I read something similar but it was a whole formula and was more for the level of crazy a female is...it was a whole formula for weight, breast size and height and basically said the shorter/skinnier to larger breast size vs the tall, thin and smaller breast the short big breasted would be off her rocker in comparison. 

Sounds logical, right ? :tongue:

In case it isn't obvious, I am being facetious. While I did hear something to the effect I mentioned, I gave it about as much credit as this "taller = smarter" BS. 

Albert Einstein was ony 5'9", which isn't very tall for a guy. 5" shorter than I am. Based on your logic, basketball players should also be geniuses...not to say some aren't or couldn't be, but they are average,intelligence wise, on average, from what I have seen.


----------



## Navi (Jul 8, 2012)

JaySH said:


> I read something similar but it was a whole formula and was more for the level of crazy a female is...it was a whole formula for weight, breast size and height and basically said the shorter/skinnier to larger breast size vs the tall, thin and smaller breast the short big breasted would be off her rocker in comparison.

-- -- --

* **Problems and tasks**
1 - Using the forum excerpt, explain in one to three sentences why the writer rejects the "taller = smarter" idea.
2 - List the three factors that the formula described in the forum excerpt was based on.
3 - Summarize the forum excerpt in two sentences.

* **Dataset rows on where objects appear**
-- -- --

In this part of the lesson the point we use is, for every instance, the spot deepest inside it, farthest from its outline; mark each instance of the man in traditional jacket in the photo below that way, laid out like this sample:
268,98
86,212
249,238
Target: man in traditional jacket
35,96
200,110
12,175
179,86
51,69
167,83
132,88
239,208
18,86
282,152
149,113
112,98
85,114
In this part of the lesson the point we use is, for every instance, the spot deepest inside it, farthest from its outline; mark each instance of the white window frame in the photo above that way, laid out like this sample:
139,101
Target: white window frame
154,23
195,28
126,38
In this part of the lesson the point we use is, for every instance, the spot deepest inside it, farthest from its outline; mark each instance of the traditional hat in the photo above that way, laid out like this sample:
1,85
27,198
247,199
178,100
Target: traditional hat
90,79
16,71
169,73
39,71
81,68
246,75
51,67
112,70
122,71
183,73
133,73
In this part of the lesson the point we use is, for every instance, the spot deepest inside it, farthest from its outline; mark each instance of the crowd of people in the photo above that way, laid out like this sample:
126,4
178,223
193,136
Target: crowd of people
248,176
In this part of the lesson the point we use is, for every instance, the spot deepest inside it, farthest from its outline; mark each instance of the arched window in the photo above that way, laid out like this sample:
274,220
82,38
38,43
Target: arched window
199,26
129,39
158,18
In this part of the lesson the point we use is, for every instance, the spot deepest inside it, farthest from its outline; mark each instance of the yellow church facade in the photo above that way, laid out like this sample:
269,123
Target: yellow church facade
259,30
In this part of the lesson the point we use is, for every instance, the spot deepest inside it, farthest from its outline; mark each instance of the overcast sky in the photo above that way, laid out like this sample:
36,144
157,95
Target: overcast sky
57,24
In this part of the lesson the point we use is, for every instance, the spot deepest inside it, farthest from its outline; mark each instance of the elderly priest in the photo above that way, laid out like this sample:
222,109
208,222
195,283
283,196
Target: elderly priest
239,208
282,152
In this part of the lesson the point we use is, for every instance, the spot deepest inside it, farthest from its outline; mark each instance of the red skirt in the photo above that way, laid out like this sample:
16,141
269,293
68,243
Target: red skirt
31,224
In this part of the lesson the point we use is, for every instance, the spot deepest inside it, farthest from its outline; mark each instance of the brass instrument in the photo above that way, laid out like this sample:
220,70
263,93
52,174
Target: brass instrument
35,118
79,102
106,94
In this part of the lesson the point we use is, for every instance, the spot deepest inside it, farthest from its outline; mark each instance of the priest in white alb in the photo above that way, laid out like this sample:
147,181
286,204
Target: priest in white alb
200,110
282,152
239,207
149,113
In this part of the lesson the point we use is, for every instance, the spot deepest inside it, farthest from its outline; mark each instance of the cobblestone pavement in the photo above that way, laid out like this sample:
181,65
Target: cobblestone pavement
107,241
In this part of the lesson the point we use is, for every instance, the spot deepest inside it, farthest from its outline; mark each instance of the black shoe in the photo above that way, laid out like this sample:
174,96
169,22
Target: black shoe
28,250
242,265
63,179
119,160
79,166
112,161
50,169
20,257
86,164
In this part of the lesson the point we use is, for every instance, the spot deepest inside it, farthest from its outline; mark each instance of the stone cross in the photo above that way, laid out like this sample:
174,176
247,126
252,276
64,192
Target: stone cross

-- -- --

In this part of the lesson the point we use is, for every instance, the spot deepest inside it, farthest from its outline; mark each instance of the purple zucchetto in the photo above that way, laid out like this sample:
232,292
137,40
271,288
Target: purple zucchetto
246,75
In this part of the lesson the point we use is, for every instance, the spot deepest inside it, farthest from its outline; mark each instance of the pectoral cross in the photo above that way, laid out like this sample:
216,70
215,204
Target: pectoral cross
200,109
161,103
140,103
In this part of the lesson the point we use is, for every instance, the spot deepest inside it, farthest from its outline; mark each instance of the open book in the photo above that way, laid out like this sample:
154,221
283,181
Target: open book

-- -- --

* **Results for each task**
1 - The writer points out that Albert Einstein was only 5'9", which isn't very tall for a man. The writer adds that by that logic basketball players should be geniuses, yet from what the writer has seen they are of average intelligence.

2 -
- Weight
- Breast size
- Height

3 - The writer recalls reading a formula that judged how "crazy" a woman is from her weight, breast size and height, then says this was meant facetiously and gets as little credit as the "taller = smarter" claim. As evidence against that claim, the writer notes that Einstein was only 5'9" and that basketball players seem to be of average intelligence.